## DOCUMENT TEXT
-*-*-

What enables leguminous plants to fix nitrogen
Subject
Topic
Level
Junior High
Grade
8

Answer

  • Excellent question! Nitrogen is fairly inert, you have to really push it to combine, like sparking it with oxygen - a process discovered by the great Henry Cavendish in the late 18thC. Nitric acid is the end result:
  • N2 + 02 = 2 NO. NO + O = NO2. NO2 (nitrogen dioxide, a brown poisonous gas, don’t breathe it!, or in a cold winter, a yellow liquid) with water gives nitric acid (HNO3).
  • Leguminous plants do it with the aid of micro-organisms which are in the roots. they produce organic nitrogen compounds - these are the ones animals eat. When they die ammonia (NH3) is produced, this is oxidized into nitrites (NO2 -) by more bacteria & on to nitrates (NO3 -). the fundamental salts for plants.
  • Industially, If we produce N for our plants we start with ammonia (produced by sparking H2 & N2) and make various ammonium salts.
  • Symbiotic bacteria like rhizobium which lives with the roots of leguminous plants enables them to fix atmospheric nitrogen by making root nodules. These root nodules are strong association of bacteria and roots of plants.
  • It has leg haemoglobin which eats free oxygen in the nodules creating inert atmosphere for nitrogenase enzyme. Nitrogenase enzyme fixes nitrogen gas in nitrates at the expense of ATP molecules.

-*-*-

## WORK INSTRUCTION 1
Translate this sentence from the page on nitrogen fixation in leguminous plants into Spanish: "Symbiotic bacteria like rhizobium which lives with the roots of leguminous plants enables them to fix atmospheric nitrogen by making root nodules."
## WORK INSTRUCTION 2
Summarize the page on nitrogen fixation in leguminous plants in three sentences.
## WORK INSTRUCTION 3
Print the part of the page on nitrogen fixation in leguminous plants starting with "What enables leguminous" and going on through "salts for plants.".

-*-*-

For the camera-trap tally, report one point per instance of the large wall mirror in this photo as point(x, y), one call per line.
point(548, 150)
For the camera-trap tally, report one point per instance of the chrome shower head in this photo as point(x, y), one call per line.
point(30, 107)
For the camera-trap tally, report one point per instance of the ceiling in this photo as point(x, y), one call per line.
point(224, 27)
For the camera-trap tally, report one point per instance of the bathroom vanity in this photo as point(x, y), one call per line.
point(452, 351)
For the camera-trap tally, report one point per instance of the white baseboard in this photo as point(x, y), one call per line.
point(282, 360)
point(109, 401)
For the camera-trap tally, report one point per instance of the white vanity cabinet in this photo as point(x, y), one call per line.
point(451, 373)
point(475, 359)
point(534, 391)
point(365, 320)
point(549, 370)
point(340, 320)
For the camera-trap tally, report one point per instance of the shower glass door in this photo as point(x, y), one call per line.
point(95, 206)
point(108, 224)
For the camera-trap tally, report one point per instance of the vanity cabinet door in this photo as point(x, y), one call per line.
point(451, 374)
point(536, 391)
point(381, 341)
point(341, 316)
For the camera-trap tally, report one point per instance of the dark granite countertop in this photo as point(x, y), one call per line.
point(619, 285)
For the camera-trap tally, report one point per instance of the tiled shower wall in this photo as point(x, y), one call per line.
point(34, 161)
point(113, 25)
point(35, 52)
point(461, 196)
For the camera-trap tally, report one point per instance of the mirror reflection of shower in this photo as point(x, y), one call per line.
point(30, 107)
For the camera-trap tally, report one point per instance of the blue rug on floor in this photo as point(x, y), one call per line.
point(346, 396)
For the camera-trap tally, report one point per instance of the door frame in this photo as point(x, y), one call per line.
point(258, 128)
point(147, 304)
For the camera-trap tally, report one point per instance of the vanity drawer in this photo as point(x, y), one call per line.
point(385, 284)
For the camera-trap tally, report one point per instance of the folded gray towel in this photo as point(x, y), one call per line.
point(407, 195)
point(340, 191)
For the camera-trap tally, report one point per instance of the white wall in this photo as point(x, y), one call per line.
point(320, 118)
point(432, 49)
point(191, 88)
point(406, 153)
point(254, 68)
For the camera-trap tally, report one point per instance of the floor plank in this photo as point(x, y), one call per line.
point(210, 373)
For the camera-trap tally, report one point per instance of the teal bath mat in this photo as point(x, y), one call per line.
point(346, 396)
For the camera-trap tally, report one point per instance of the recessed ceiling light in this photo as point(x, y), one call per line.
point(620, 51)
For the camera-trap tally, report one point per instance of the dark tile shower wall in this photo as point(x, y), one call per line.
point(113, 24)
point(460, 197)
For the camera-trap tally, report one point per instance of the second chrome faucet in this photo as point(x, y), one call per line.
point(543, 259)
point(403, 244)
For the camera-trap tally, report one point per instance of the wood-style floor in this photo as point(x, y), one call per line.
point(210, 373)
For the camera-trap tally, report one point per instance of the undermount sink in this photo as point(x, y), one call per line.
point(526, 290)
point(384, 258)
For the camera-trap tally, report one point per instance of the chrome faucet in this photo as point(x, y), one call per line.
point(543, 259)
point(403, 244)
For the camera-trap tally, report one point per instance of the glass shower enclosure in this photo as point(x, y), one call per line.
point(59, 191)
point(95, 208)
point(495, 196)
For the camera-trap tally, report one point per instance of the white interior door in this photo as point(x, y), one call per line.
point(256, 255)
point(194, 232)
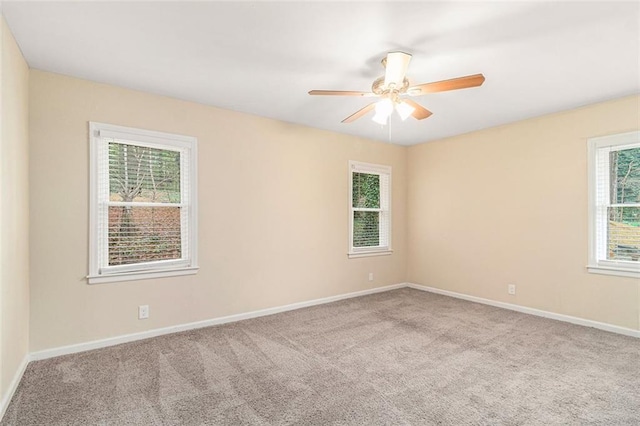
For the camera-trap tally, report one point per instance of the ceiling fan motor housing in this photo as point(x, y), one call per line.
point(379, 88)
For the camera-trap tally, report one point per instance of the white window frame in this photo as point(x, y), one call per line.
point(385, 208)
point(99, 136)
point(598, 203)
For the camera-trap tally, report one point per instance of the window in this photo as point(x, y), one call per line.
point(614, 198)
point(370, 212)
point(143, 204)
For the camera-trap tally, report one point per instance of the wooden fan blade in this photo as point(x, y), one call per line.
point(396, 68)
point(445, 85)
point(420, 112)
point(340, 93)
point(359, 113)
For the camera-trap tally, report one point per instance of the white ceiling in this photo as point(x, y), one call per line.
point(263, 57)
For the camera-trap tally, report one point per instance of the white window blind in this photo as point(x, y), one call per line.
point(615, 204)
point(143, 203)
point(370, 209)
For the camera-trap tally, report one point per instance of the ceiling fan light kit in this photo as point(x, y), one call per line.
point(394, 85)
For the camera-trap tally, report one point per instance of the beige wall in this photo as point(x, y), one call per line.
point(273, 214)
point(14, 211)
point(509, 205)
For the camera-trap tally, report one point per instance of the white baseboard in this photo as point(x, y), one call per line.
point(111, 341)
point(532, 311)
point(96, 344)
point(6, 399)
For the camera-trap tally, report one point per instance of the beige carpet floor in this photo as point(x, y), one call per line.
point(403, 357)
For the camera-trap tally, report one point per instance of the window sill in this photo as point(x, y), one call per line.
point(369, 254)
point(614, 270)
point(141, 275)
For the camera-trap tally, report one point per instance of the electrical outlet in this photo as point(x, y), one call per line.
point(143, 311)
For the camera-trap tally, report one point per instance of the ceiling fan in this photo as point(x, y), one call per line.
point(393, 87)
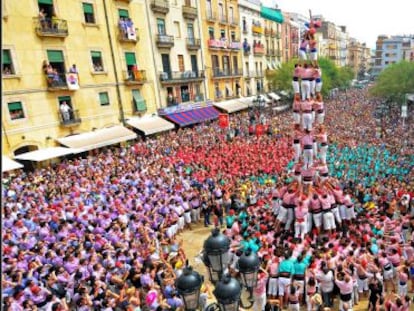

-*-*-

## PROBLEM SOLUTION 1
Las bacterias simbióticas como el rizobio, que vive con las raíces de las plantas leguminosas, les permiten fijar el nitrógeno atmosférico formando nódulos radiculares.

## PROBLEM SOLUTION 2
Nitrogen is fairly inert and combines only when forced, for example by sparking it with oxygen, a process that ends in nitric acid. Leguminous plants fix nitrogen with the help of micro-organisms in their roots, such as rhizobium, which form root nodules. In these nodules, leg haemoglobin takes up free oxygen so that the enzyme nitrogenase can fix nitrogen gas at the expense of ATP molecules.

## PROBLEM SOLUTION 3
What enables leguminous plants to fix nitrogen
Subject
Topic
Level
Junior High
Grade
8

Answer

  • Excellent question! Nitrogen is fairly inert, you have to really push it to combine, like sparking it with oxygen - a process discovered by the great Henry Cavendish in the late 18thC. Nitric acid is the end result:
  • N2 + 02 = 2 NO. NO + O = NO2. NO2 (nitrogen dioxide, a brown poisonous gas, don’t breathe it!, or in a cold winter, a yellow liquid) with water gives nitric acid (HNO3).
  • Leguminous plants do it with the aid of micro-organisms which are in the roots. they produce organic nitrogen compounds - these are the ones animals eat. When they die ammonia (NH3) is produced, this is oxidized into nitrites (NO2 -) by more bacteria & on to nitrates (NO3 -). the fundamental salts for plants.